→ INSTRUCTION A: Replace "license" with "permit" in the thread on shooting carp, and write out its passage from "Using a 'GUN" up to and including "open fishing season." with that change.

Not much to debate. It's not legal.

Fishrmn


----------



## dartangion (Jul 2, 2008)

Awesome. Exactly what I was looking for. Thanks again


----------



## wayner33 (Dec 11, 2007)

I own a farm on the shore of UL. I shoot carp with an air rifle and steel pellets. An air rifle is not a firearm and the steel pellets would be legal. You hit them in the head and they just pop up and float.


----------



## Bears Butt (Sep 12, 2007)

Clearly stated in the proc., but I witness a lot of carp shooters, and I also see hundreds of dead carp on the shoreline. It is illegal to leave them on the shoreline. So, for those of you who enjoy this sport, what do you do with them?


----------



## Fishrmn (Sep 14, 2007)

wayner33 said:


> I own a farm on the shore of UL. I shoot carp with an air rifle and steel pellets. An air rifle is not a firearm and the steel pellets would be legal. You hit them in the head and they just pop up and float.


Did you read the quote from the Utah 2010 Fishing Guide???? Right after firearm, the Utah Code lists pellet gun as not being legal to use. Period.

Fishrmn


Fishrmn said:


> Copied from the 2010 Utah Fishing Guidebook:
> 
> 
> 
> ...


----------



## Nor-tah (Dec 16, 2007)

wayner33 said:


> I own a farm on the shore of UL. I shoot carp with an air rifle and steel pellets. An air rifle is not a firearm and the steel pellets would be legal. You hit them in the head and they just pop up and float.


Thats awesome...
And the proc doesnt say anything about not being able to shoot them. I just checked to make sure. Fishrmns link is referring to game fish. I am 100% sure that if Wayner called the central devision and asked if he could shoot carp on his property, in the middle of nowhere, with a pellet gun, using steel ammo, they would say GO FOR IT!!


----------



## Fishrmn (Sep 14, 2007)

Nor-tah said:


> wayner33 said:
> 
> 
> > I own a farm on the shore of UL. I shoot carp with an air rifle and steel pellets. An air rifle is not a firearm and the steel pellets would be legal. You hit them in the head and they just pop up and float.
> ...


*Nope!*


Fishrmn said:


> Copied from the 2010 Utah Fishing Guidebook:
> 
> 
> 
> ...


It ain't legal.

Fishrmn


----------



## Nor-tah (Dec 16, 2007)

Oh snap!!

Youre in trouble now Wayner!!! Rosco is on his way to your farm right now!!!
[attachment=0:21hjauad]rosco.jpg[/attachment:21hjauad]
Hide that red rider!!


----------



## k2muskie (Oct 6, 2007)

Agree with Fishrmn plus IMHO shooting at or into the water is not a wise move...has one ever heard of ricochet and yes it can happen on water.

Using a 'GUN or PELLET GUN' is not legal at all.

Now here's some additional 2010 guidebook info.

NOTE no where does it state you can use a GUN to take Carp. Come on where is the frick'n common sense here guys.... :roll:

Taking nongame fish
Utah Admin. Rule R657-13-14
If you have a valid Utah fishing or combination license, you may take nongame fish-
EXCEPT those listed in the Prohibited Fish section above-for personal, noncommercial purposes, as long as you're fishing at a body of water during its open fishing season.

→ DATASET EXTRACT:
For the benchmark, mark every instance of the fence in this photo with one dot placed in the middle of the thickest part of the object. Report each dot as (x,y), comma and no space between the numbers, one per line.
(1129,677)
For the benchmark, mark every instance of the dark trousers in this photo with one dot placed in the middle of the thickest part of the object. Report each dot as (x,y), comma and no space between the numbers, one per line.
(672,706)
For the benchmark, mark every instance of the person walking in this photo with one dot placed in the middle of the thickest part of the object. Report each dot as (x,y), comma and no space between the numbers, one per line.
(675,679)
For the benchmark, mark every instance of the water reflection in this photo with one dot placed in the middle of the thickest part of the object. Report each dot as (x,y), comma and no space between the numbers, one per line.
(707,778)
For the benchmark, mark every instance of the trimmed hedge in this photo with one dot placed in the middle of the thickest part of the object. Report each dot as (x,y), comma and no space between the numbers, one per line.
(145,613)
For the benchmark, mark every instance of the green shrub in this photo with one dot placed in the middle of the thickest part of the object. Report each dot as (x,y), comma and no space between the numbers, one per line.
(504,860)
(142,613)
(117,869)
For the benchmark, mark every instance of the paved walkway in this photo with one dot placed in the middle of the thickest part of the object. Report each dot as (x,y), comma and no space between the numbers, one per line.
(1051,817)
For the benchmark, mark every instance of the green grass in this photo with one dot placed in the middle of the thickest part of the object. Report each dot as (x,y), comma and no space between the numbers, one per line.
==
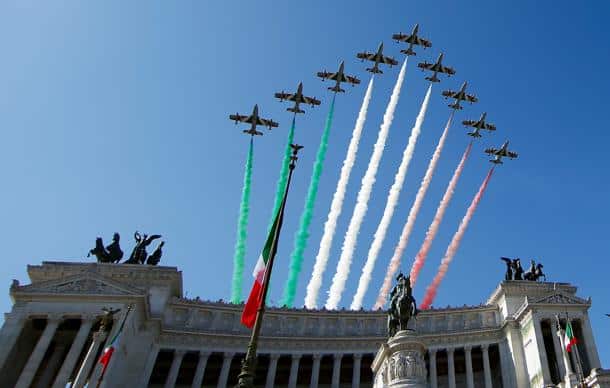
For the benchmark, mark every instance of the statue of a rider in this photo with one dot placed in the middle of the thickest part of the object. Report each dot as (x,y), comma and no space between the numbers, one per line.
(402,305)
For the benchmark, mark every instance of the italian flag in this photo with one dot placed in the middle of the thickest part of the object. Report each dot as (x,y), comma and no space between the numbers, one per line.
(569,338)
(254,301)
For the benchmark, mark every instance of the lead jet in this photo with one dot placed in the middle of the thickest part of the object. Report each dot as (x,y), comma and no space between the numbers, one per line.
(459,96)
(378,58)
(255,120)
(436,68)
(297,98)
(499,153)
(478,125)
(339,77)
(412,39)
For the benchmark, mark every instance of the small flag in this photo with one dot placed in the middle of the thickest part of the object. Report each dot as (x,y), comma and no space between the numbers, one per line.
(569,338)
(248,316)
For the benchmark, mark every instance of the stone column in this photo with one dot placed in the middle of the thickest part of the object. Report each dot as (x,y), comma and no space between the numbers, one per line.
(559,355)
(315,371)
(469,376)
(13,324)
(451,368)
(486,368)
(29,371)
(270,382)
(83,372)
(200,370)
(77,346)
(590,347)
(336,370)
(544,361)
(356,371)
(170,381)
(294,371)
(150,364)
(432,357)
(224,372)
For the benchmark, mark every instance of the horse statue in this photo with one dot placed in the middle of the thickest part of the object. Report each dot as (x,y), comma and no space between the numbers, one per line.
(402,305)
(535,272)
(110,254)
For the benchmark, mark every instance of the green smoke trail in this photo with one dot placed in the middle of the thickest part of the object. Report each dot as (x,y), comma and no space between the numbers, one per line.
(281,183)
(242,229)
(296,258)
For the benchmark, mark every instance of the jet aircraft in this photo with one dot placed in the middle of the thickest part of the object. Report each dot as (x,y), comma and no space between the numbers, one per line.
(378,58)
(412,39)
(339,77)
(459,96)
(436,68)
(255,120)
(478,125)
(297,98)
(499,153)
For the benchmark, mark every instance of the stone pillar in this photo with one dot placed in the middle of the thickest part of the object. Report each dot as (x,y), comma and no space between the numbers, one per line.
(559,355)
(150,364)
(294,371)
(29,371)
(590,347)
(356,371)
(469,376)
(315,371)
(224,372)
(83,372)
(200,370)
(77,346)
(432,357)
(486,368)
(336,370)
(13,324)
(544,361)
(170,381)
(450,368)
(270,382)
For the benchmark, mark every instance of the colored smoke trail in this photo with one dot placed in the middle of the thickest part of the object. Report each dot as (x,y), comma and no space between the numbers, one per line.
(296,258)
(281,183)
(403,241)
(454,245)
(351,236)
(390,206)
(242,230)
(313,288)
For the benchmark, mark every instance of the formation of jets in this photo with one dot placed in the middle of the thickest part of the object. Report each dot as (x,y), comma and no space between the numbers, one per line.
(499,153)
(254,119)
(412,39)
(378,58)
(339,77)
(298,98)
---
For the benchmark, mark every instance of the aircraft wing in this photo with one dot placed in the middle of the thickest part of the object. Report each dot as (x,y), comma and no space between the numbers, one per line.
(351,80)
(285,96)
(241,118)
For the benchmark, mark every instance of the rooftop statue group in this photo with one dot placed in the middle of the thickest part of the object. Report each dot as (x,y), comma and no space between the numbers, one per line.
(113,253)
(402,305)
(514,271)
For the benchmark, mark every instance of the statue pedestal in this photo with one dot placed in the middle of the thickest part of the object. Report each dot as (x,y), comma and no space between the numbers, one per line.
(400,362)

→ INSTRUCTION B: Locate each line of the records that contains the string "walking", treating upper and lower case as different, and copy those lines.

→ FINISHED ANSWER A:
Using a 'GUN or PELLET GUN' is not legal at all.

Now here's some additional 2010 guidebook info.

NOTE no where does it state you can use a GUN to take Carp. Come on where is the frick'n common sense here guys.... :roll:

Taking nongame fish
Utah Admin. Rule R657-13-14
If you have a valid Utah fishing or combination permit, you may take nongame fish-
EXCEPT those listed in the Prohibited Fish section above-for personal, noncommercial purposes, as long as you're fishing at a body of water during its open fishing season.

→ FINISHED ANSWER B:
For the benchmark, mark every instance of the person walking in this photo with one dot placed in the middle of the thickest part of the object. Report each dot as (x,y), comma and no space between the numbers, one per line.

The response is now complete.